# [Exercise directions]
Please reproduce all of the data exactly as it appears, but skip the pictures.

# [Dataset records]
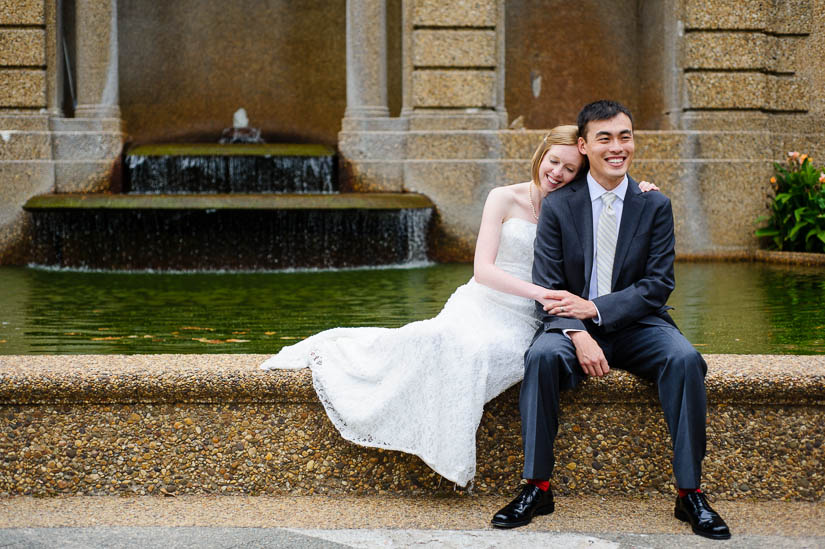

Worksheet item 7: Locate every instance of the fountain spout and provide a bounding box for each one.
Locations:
[220,107,263,144]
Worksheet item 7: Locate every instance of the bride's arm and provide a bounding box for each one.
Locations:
[473,186,551,302]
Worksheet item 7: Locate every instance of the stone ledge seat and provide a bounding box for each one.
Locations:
[0,354,823,500]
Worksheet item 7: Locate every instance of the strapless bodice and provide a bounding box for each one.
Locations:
[493,217,536,281]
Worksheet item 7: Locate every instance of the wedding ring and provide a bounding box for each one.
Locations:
[560,307,565,313]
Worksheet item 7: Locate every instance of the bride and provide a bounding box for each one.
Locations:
[260,125,657,486]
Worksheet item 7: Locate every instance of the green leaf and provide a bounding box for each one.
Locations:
[755,228,780,237]
[805,227,823,242]
[788,222,806,240]
[775,193,792,205]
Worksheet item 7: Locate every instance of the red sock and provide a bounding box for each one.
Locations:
[678,487,702,498]
[528,479,550,491]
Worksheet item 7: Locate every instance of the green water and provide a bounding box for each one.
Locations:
[0,262,822,355]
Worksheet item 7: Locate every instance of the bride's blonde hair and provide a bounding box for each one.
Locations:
[530,125,582,188]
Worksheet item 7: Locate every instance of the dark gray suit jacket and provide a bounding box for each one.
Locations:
[532,175,677,334]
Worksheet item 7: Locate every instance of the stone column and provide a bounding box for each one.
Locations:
[74,0,120,118]
[345,0,390,121]
[45,0,63,117]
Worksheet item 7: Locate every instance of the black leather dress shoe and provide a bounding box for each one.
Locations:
[675,491,731,540]
[490,483,554,529]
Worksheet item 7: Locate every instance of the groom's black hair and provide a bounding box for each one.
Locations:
[577,100,633,140]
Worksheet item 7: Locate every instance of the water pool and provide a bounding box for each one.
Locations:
[0,262,822,355]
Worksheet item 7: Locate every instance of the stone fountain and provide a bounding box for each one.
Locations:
[24,110,433,271]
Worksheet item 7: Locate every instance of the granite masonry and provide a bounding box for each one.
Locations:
[1,0,824,262]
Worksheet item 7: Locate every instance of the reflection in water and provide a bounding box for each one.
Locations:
[668,262,825,354]
[0,262,822,355]
[0,265,470,355]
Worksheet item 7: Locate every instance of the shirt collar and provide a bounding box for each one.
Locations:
[587,172,628,203]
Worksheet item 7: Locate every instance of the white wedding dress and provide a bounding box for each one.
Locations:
[260,217,540,486]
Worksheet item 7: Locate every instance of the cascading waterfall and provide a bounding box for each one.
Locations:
[28,207,433,271]
[125,145,337,194]
[25,142,434,271]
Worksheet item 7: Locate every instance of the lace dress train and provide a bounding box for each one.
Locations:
[260,218,539,486]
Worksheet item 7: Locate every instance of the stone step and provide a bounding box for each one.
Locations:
[21,193,434,270]
[0,131,52,161]
[52,131,124,161]
[0,354,822,499]
[0,115,50,131]
[1,493,823,544]
[23,192,434,211]
[340,130,785,161]
[48,118,122,133]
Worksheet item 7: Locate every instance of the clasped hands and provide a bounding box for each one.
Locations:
[539,290,610,377]
[539,290,597,320]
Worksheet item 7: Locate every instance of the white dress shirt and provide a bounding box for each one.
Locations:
[563,172,628,335]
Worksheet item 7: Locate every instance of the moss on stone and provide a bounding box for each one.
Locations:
[127,143,335,157]
[23,193,434,211]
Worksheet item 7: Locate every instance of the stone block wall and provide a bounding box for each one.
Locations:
[1,0,824,264]
[345,0,825,260]
[404,0,505,129]
[0,0,49,263]
[681,0,811,121]
[0,0,126,263]
[0,0,45,111]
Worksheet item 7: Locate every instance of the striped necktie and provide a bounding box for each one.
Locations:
[596,192,618,296]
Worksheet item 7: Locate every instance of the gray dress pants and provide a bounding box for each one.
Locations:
[520,322,708,489]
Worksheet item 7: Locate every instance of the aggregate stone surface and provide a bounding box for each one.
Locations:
[0,494,823,539]
[0,354,823,500]
[1,527,823,549]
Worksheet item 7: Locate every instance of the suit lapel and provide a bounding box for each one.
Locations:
[566,180,593,296]
[612,176,645,288]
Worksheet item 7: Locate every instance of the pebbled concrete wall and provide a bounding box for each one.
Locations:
[0,354,822,499]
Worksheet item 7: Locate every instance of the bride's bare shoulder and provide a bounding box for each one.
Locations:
[487,181,530,201]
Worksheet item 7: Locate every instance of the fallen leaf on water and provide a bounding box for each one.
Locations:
[0,340,6,343]
[264,331,277,336]
[64,332,81,335]
[92,309,103,313]
[143,335,153,338]
[232,331,247,335]
[171,331,179,335]
[180,326,215,331]
[692,343,707,346]
[91,336,122,341]
[97,327,110,331]
[225,339,250,343]
[127,335,139,339]
[192,337,222,344]
[280,336,300,340]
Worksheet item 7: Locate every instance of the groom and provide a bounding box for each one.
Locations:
[490,100,731,540]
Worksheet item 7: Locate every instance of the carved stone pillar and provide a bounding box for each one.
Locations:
[74,0,120,118]
[345,0,390,121]
[45,0,63,117]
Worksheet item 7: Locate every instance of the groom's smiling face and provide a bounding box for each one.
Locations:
[577,113,635,189]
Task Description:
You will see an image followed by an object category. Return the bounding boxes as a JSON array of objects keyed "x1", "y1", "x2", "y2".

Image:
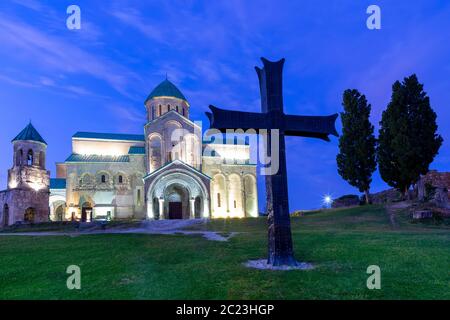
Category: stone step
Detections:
[{"x1": 412, "y1": 210, "x2": 433, "y2": 219}]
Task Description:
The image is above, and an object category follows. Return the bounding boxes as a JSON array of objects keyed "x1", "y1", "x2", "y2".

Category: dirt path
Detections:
[
  {"x1": 385, "y1": 201, "x2": 411, "y2": 228},
  {"x1": 0, "y1": 219, "x2": 238, "y2": 242}
]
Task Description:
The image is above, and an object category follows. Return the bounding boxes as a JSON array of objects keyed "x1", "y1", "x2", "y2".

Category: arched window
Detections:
[
  {"x1": 16, "y1": 149, "x2": 23, "y2": 166},
  {"x1": 101, "y1": 175, "x2": 106, "y2": 183},
  {"x1": 176, "y1": 105, "x2": 179, "y2": 113},
  {"x1": 159, "y1": 105, "x2": 162, "y2": 115},
  {"x1": 27, "y1": 150, "x2": 33, "y2": 166},
  {"x1": 24, "y1": 207, "x2": 35, "y2": 223},
  {"x1": 118, "y1": 175, "x2": 123, "y2": 184},
  {"x1": 81, "y1": 173, "x2": 95, "y2": 186},
  {"x1": 217, "y1": 193, "x2": 221, "y2": 207},
  {"x1": 228, "y1": 174, "x2": 243, "y2": 216},
  {"x1": 149, "y1": 135, "x2": 162, "y2": 172},
  {"x1": 168, "y1": 104, "x2": 171, "y2": 111},
  {"x1": 182, "y1": 108, "x2": 185, "y2": 116}
]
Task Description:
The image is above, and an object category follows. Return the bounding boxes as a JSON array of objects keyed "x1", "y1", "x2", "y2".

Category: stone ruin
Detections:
[
  {"x1": 407, "y1": 171, "x2": 450, "y2": 220},
  {"x1": 331, "y1": 194, "x2": 360, "y2": 208},
  {"x1": 330, "y1": 170, "x2": 450, "y2": 220},
  {"x1": 417, "y1": 170, "x2": 450, "y2": 205}
]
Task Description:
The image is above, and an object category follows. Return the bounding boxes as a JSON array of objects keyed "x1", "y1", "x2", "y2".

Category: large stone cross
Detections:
[{"x1": 206, "y1": 58, "x2": 338, "y2": 266}]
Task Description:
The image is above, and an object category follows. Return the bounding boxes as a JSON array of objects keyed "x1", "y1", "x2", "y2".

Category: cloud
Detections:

# [Response to this task]
Worksheet item 7: Locate every instance of the fountain spout and provide a bounding box for each one.
Locations:
[220,107,263,144]
Worksheet item 7: Locate every instance of the bride's arm and provide a bounding box for each one.
Locations:
[473,186,551,302]
Worksheet item 7: Locate every instance of the stone ledge seat and provide a bounding box for each one.
Locations:
[0,354,823,500]
Worksheet item 7: Locate every instance of the strapless bodice and provide a bounding box for each one.
Locations:
[493,217,536,281]
Worksheet item 7: Locate every instance of the wedding ring and provide a bounding box for each one.
Locations:
[560,307,565,313]
Worksheet item 7: Locate every instance of the bride and provide a bounding box for each one.
Locations:
[260,125,657,486]
Worksheet item 7: Locate every instance of the green leaf and provide a bounding box for each one.
Locations:
[755,228,780,237]
[805,227,823,242]
[788,222,806,240]
[775,193,792,205]
Worksheet item 7: Locate every instance of the red sock and provide a bounding box for each one.
Locations:
[678,487,702,498]
[528,479,550,491]
Worksheet item 7: Locate every instance of the green water and provide a bounding box for each one.
Locations:
[0,262,822,355]
Worksheet item 7: Locate every instance of the bride's blonde hair and provide a bounding box for each one.
Locations:
[530,125,582,188]
Worksheet item 7: Locate every instance of the dark gray suit jacket and provide a bounding box for each one.
Locations:
[532,175,677,334]
Worksheet item 7: Locate every instance of the stone column and provide a bounding box for each one.
Locations:
[74,0,120,118]
[345,0,390,121]
[45,0,63,117]
Worksheet item 7: Locate every instance of the black leather dress shoe and provide a bounding box for each one.
Locations:
[675,491,731,540]
[490,483,554,529]
Worksheet item 7: Locate every instance of the groom's black hair and provide a bounding box for each one.
Locations:
[577,100,633,140]
Worksheet item 7: Locate every instance of the water pool and provide a bounding box for each one.
Locations:
[0,262,822,355]
Worksheet item 7: Locate every instance of the stone fountain and provide a bounding box for each one.
Locations:
[24,110,433,271]
Worksheet item 7: Locate every instance of the granite masonry and provide a bounding box for each one.
Locations:
[1,0,824,262]
Worksheet item 7: Locate every instance of the reflection in water and provide a bounding box for each one.
Locations:
[668,262,825,354]
[0,262,822,355]
[0,265,470,355]
Worksheet item 7: Locate every instance of the shirt collar and provide a bounding box for each one.
Locations:
[587,172,628,203]
Worksheet item 7: Locate every instance of the white wedding dress and provide a bounding box for each one.
Locations:
[260,217,540,486]
Worksheet item 7: Locate every instance of the cascading waterfall and provide a bounding box for each one.
Locations:
[28,207,433,271]
[125,145,337,194]
[25,142,434,271]
Worksheet item 7: Locate every instance of the lace dress train and provide a bounding box for each one.
Locations:
[260,218,539,486]
Worksheet item 7: Locate every instance of the stone step and provide a bounding box for each one.
Locations:
[21,193,434,270]
[0,131,52,161]
[52,131,124,161]
[0,354,822,499]
[0,115,50,131]
[1,493,823,544]
[23,192,434,211]
[340,130,785,161]
[48,118,122,133]
Worksheet item 7: Locate every instance of the clasped hands and provide a bounding box for each one.
Locations:
[539,290,610,377]
[539,290,597,320]
Worksheet item 7: Locate every instance of the white dress shirt and provide a bounding box for each one.
Locations:
[563,172,628,335]
Worksheet item 7: Locate every instance of the moss on stone and provide a bounding box for each one.
Locations:
[127,143,335,157]
[23,193,434,211]
Worksheet item 7: Locate every instance of the stone block wall and provide a bounding box for each one.
Locations:
[1,0,824,264]
[345,0,825,260]
[404,0,505,129]
[0,0,49,263]
[681,0,811,121]
[0,0,126,263]
[0,0,45,111]
Worksheet item 7: Locate every instance of the striped necktie and provide a bounding box for each one.
Locations:
[596,192,618,296]
Worksheet item 7: Locate every instance of the gray dress pants and provide a bounding box for each one.
Locations:
[520,322,708,489]
Worksheet item 7: Locate every instance of the aggregate stone surface and provide a bounding box for each one.
Locations:
[0,494,823,539]
[0,354,823,500]
[1,527,823,549]
Worksheet item 7: Locate every instance of the suit lapel and provide a bounding box for each one.
Locations:
[566,180,593,296]
[612,176,645,288]
Worksheet item 7: Locate every instance of the pebbled concrete wall and provide a bounding box for each one.
Locations:
[0,354,822,499]
Worksheet item 7: Locate every instance of the bride's bare shoulder and provide a bounding box for each one.
Locations:
[487,181,530,201]
Worksheet item 7: Locate every instance of the fallen leaf on water and provide a bounding box for each one.
Locations:
[0,340,6,343]
[264,331,277,336]
[64,332,81,335]
[92,309,103,313]
[143,335,153,338]
[232,331,247,335]
[171,331,179,335]
[180,326,215,331]
[692,343,707,346]
[91,336,122,341]
[97,327,110,331]
[225,339,250,343]
[127,335,139,339]
[192,337,222,344]
[280,336,300,340]
Worksheet item 7: Locate every instance of the groom and provide a bounding box for each one.
Locations:
[490,100,731,540]
Worksheet item 7: Locate every instance of the carved stone pillar and provide a bounding box for each one.
Locations:
[74,0,120,118]
[345,0,390,121]
[45,0,63,117]
Worksheet item 7: Locate every instance of the groom's smiling face and provide a bounding box for each one.
Locations:
[577,113,635,189]
Task Description:
You will see an image followed by an object category. Return the bounding boxes as a JSON array of objects keyed "x1", "y1", "x2", "y2".

Image:
Category: stone step
Detections:
[{"x1": 412, "y1": 210, "x2": 433, "y2": 219}]
Task Description:
The image is above, and an object category follows. Return the bounding boxes as a JSON array of objects keyed "x1", "y1", "x2", "y2".

Category: dirt path
Detections:
[
  {"x1": 385, "y1": 201, "x2": 411, "y2": 228},
  {"x1": 0, "y1": 219, "x2": 238, "y2": 242}
]
Task Description:
The image is above, and an object category follows. Return the bounding boxes as a JSON array of objects keyed "x1", "y1", "x2", "y2".

Category: arched window
Detections:
[
  {"x1": 16, "y1": 149, "x2": 23, "y2": 166},
  {"x1": 101, "y1": 175, "x2": 106, "y2": 183},
  {"x1": 176, "y1": 105, "x2": 179, "y2": 113},
  {"x1": 159, "y1": 105, "x2": 162, "y2": 115},
  {"x1": 27, "y1": 150, "x2": 33, "y2": 166},
  {"x1": 24, "y1": 207, "x2": 35, "y2": 223},
  {"x1": 118, "y1": 175, "x2": 123, "y2": 184},
  {"x1": 81, "y1": 173, "x2": 95, "y2": 186},
  {"x1": 217, "y1": 193, "x2": 221, "y2": 207},
  {"x1": 228, "y1": 174, "x2": 243, "y2": 216},
  {"x1": 149, "y1": 135, "x2": 162, "y2": 172},
  {"x1": 168, "y1": 104, "x2": 171, "y2": 111},
  {"x1": 182, "y1": 108, "x2": 185, "y2": 116}
]
Task Description:
The image is above, and an object category follows. Return the bounding boxes as a JSON array of objects keyed "x1", "y1", "x2", "y2".

Category: stone ruin
Detections:
[
  {"x1": 407, "y1": 171, "x2": 450, "y2": 220},
  {"x1": 331, "y1": 194, "x2": 360, "y2": 208},
  {"x1": 330, "y1": 170, "x2": 450, "y2": 220},
  {"x1": 417, "y1": 170, "x2": 450, "y2": 205}
]
Task Description:
The image is above, and an object category follows. Return the bounding boxes as a JSON array of objects keyed "x1", "y1", "x2", "y2".

Category: large stone cross
Detections:
[{"x1": 206, "y1": 58, "x2": 338, "y2": 266}]
Task Description:
The image is above, and an object category follows. Return the bounding boxes as a JSON array of objects keyed "x1", "y1", "x2", "y2".

Category: cloud
Detections:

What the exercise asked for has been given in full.